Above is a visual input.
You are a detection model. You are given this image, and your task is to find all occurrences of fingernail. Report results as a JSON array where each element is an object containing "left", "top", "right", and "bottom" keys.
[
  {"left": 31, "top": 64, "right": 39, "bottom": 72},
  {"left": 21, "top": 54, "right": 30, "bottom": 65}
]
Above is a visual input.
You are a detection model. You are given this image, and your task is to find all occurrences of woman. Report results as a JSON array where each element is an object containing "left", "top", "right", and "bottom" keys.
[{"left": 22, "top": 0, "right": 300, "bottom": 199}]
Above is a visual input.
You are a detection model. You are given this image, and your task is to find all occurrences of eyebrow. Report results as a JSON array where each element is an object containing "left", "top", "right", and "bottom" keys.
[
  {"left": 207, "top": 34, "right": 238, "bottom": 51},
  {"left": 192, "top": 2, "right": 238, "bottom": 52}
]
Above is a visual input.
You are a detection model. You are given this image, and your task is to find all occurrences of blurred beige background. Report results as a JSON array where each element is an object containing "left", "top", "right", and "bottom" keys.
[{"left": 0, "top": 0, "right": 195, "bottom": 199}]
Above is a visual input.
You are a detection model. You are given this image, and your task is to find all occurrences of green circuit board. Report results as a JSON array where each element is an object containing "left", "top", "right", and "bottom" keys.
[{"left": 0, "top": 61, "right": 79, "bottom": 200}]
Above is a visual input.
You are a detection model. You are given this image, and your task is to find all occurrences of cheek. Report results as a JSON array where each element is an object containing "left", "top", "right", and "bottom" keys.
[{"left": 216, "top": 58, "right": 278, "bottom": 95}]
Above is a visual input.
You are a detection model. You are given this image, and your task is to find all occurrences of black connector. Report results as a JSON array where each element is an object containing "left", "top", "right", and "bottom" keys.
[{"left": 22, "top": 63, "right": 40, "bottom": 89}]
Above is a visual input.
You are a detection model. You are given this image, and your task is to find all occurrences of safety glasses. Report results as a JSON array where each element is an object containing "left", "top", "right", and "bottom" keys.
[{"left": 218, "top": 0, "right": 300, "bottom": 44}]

The task ▸ Say every entry again, exactly as it reads.

Problem solution ▸
Above is a visual input.
You are a detection model. You are given this image, and your task is to find all occurrences of fingernail. Report results as a JSON array where each element is an object containing "left", "top", "right", and "bottom" keys.
[
  {"left": 31, "top": 64, "right": 39, "bottom": 72},
  {"left": 21, "top": 54, "right": 30, "bottom": 65}
]
Above is a visual input.
You are a detection model. You are given this image, and your task is to find all occurrences of woman. Report results as a JSON array where each element is an object containing "left", "top", "right", and "bottom" keys.
[{"left": 22, "top": 0, "right": 300, "bottom": 199}]
Above is a visual input.
You are a detection model. You are given this image, and your task is to find all occurrences of eyebrow. Report results as a JSON array where each element is an object containing "left", "top", "right", and "bottom" keys.
[
  {"left": 207, "top": 34, "right": 238, "bottom": 51},
  {"left": 192, "top": 2, "right": 238, "bottom": 52}
]
Above is a visual input.
You are a detection model. You are given this image, and your task is to find all occurrences of blurred beige background. Report results as a JSON array where each element is an object containing "left", "top", "right", and "bottom" keys.
[{"left": 0, "top": 0, "right": 195, "bottom": 199}]
Above is a visual input.
You are a detection model. You are given this image, and your task is to find all occurrences of green circuit board. Report results as a JSON array where each element is an object containing "left", "top", "right", and "bottom" keys.
[{"left": 0, "top": 61, "right": 79, "bottom": 200}]
Above is a visual input.
You are a detection model. You are given this image, and your task is to find all occurrences of cheek. Report results as a JSON array where each element is an object containing "left", "top", "right", and "bottom" keys.
[{"left": 216, "top": 58, "right": 278, "bottom": 95}]
Above is a visual input.
You are a detection model. You are given this image, and your task is to find all occurrences of black connector. Report results as a JSON array where each element is an object containing "left", "top", "right", and "bottom" keys.
[{"left": 22, "top": 63, "right": 40, "bottom": 89}]
Above is a visual input.
You are a detection model. You are given this image, and your task is to find all occurrences of safety glasses. Report results as a JSON array where each element is an object containing "left", "top", "right", and "bottom" keys.
[{"left": 218, "top": 0, "right": 300, "bottom": 44}]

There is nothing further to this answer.